(Problem description):
All records are to be printed again exactly as they appear.

(Provided records):
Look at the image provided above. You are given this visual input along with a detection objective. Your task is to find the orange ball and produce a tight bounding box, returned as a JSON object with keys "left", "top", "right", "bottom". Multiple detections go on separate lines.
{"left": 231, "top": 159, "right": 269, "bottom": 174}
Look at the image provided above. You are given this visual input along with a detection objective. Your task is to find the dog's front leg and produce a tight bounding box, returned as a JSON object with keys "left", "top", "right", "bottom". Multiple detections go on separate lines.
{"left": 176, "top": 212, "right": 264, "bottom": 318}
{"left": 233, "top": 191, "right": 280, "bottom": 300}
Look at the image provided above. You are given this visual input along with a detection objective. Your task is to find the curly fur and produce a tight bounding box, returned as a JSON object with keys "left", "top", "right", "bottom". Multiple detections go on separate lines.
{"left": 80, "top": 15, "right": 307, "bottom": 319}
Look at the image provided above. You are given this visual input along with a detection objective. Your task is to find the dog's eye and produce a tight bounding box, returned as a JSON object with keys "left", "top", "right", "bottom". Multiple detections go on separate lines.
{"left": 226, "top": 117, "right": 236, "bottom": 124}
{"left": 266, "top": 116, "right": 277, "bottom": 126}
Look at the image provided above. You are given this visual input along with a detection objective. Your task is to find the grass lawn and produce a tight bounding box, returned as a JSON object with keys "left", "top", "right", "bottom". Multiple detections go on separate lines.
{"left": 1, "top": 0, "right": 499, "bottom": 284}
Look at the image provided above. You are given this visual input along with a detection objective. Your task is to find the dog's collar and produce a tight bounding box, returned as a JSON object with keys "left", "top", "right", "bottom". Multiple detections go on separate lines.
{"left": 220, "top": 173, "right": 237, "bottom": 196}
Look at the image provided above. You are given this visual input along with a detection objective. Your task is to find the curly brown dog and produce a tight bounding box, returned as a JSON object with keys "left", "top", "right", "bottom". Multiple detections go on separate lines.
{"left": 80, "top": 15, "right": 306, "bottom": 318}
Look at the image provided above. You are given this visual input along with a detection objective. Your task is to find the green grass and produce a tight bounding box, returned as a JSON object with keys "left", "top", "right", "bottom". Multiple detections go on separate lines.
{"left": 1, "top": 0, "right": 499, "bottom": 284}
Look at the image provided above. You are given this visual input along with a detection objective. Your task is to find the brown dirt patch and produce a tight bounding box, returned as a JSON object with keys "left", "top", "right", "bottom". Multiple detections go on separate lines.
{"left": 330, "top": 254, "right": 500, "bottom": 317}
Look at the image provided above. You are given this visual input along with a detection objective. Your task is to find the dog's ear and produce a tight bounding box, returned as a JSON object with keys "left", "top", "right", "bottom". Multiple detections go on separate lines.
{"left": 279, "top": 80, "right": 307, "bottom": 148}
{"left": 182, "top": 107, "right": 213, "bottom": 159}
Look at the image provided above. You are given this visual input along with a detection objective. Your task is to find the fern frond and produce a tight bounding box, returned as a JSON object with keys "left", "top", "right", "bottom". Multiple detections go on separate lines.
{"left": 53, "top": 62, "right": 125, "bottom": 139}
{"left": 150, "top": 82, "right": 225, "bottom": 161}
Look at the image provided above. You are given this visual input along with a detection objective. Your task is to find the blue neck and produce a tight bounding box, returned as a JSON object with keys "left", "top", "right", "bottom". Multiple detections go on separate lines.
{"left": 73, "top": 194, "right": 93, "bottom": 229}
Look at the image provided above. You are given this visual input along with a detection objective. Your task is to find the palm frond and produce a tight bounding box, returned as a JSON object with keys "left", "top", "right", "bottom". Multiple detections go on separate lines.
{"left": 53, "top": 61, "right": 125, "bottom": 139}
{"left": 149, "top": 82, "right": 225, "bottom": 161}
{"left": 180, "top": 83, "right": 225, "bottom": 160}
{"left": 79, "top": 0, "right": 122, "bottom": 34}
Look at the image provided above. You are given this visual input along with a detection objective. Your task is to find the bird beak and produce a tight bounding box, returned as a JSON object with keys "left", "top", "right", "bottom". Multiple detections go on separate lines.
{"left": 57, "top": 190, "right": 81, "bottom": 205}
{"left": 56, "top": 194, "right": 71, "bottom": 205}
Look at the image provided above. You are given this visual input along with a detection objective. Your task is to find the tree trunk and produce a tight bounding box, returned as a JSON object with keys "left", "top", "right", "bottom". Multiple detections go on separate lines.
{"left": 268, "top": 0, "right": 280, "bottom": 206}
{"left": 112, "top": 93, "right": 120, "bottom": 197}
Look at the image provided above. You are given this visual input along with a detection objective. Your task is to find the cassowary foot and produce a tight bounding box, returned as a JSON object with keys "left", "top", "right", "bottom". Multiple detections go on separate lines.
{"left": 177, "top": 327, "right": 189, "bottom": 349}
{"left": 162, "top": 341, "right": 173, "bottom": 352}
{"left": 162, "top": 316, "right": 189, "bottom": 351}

(The answer):
Look at the image provided above. You are given this visual input along with a detection objective. Your task is to find the orange ball and produce a tight bounding box, returned as a JSON object with keys "left", "top", "right", "bottom". Multiple detections go on separate lines.
{"left": 231, "top": 159, "right": 269, "bottom": 174}
Look at the image provided above. You are given this visual input along with a detection objective. Your task is to find the dog's front leg and produce a tight bounding box, returned as a JSON object with keys "left", "top", "right", "bottom". Multiple detections go on separate lines.
{"left": 176, "top": 212, "right": 264, "bottom": 318}
{"left": 233, "top": 191, "right": 280, "bottom": 300}
Look at the image provided above. You are given this visual input along with a detection objective. Your task is to find the curly fur and produce a tight bounding box, returned as a JSON object with keys "left", "top", "right", "bottom". Multiple detections go on separate lines.
{"left": 80, "top": 15, "right": 307, "bottom": 319}
Look at the image provided above. You are given this visual input along with a detection objective. Your task is to find the dog's eye and produce a tight bounding box, returned as a JSON object with keys "left", "top", "right", "bottom". Multiple detections go on separate lines.
{"left": 226, "top": 117, "right": 236, "bottom": 124}
{"left": 266, "top": 116, "right": 277, "bottom": 126}
Look at the image provided above. You are given this visual input along with a detection objective. Your task is to find the grass lawn and produce a tight bounding box, returned as a JSON object with keys "left", "top", "right", "bottom". Multiple detections go on separate lines.
{"left": 1, "top": 0, "right": 499, "bottom": 284}
Look at the image provided above. You are given this visual input along with a detection objective. Your task is to find the dog's collar and produce a tight bounding box, returned as a JSON object with keys "left", "top", "right", "bottom". Multiple detections go on separate lines.
{"left": 220, "top": 173, "right": 237, "bottom": 196}
Look at the image provided above. You are given this visual input along with a detection objective. Your task is to find the curly brown dog and produce a tight bounding box, returned as a JSON object with keys "left", "top", "right", "bottom". Multiple detections go on separate lines.
{"left": 80, "top": 15, "right": 306, "bottom": 318}
Look at the image provided above. You are given this visual input along with a detection objective. Your task is to find the green grass and produce a tight bounding box, returned as a JSON object with keys "left", "top", "right", "bottom". Multiple detections go on separate lines.
{"left": 1, "top": 0, "right": 499, "bottom": 284}
Look at the image provided above. You are given this visual input along with a detection objective. Your task is to find the brown dirt patch and produce a tight bounding box, returned as a JSON object with keys "left", "top", "right", "bottom". Multiple detections go on separate lines.
{"left": 330, "top": 254, "right": 500, "bottom": 317}
Look at the image provided above. You are given this visual input along with a detection objective. Your task is to find the dog's ear and produce a tight bounding box, returned as a JSON object with keys "left", "top", "right", "bottom". Multiple detections go on separate lines.
{"left": 279, "top": 80, "right": 307, "bottom": 148}
{"left": 182, "top": 107, "right": 213, "bottom": 159}
Look at the image provided above. You are given this visual input along with a detection objective. Your task is to find the fern frond and produce a tight bounding box, returned as a JSON object with keys "left", "top", "right", "bottom". Multiple detections go on separate lines.
{"left": 53, "top": 62, "right": 125, "bottom": 139}
{"left": 150, "top": 82, "right": 225, "bottom": 161}
Look at the image provided above. You are given this visual input along with a detection objective. Your task is to find the blue neck and produce a tight bounding box, returned as a JSON object with keys "left", "top", "right", "bottom". Multiple detections go on separate lines.
{"left": 73, "top": 194, "right": 93, "bottom": 229}
Look at the image provided above. You are given this visual input along with a detection objective. Your task is to find the palm frond and produce a tight bounding box, returned as a JSON object with keys "left", "top", "right", "bottom". Multiple detections go on separate lines.
{"left": 53, "top": 61, "right": 125, "bottom": 139}
{"left": 149, "top": 82, "right": 225, "bottom": 161}
{"left": 180, "top": 83, "right": 225, "bottom": 160}
{"left": 79, "top": 0, "right": 122, "bottom": 34}
Look at the image provided above. You are given this visual input along with a detection objective. Your task is to find the bird beak and produce a tight bounding box, returned as a JSON object with keys "left", "top", "right", "bottom". Multiple detections go on separate lines.
{"left": 57, "top": 190, "right": 81, "bottom": 205}
{"left": 56, "top": 194, "right": 71, "bottom": 205}
Look at the image provided above. You are given this visual input along with a detection objective. Your task is to find the tree trunk and produce a tight bounding box, returned as a JSON object with keys "left", "top", "right", "bottom". Multiple detections go on separate lines.
{"left": 268, "top": 0, "right": 280, "bottom": 206}
{"left": 112, "top": 93, "right": 120, "bottom": 197}
Look at the image provided above. You are given this visual input along with a detection objective. Your task is to find the cassowary foot and produce a tight bounding box, returned as a JSON object with keys "left", "top", "right", "bottom". Multiple detections go on separate lines.
{"left": 177, "top": 327, "right": 189, "bottom": 349}
{"left": 162, "top": 341, "right": 173, "bottom": 352}
{"left": 162, "top": 316, "right": 189, "bottom": 351}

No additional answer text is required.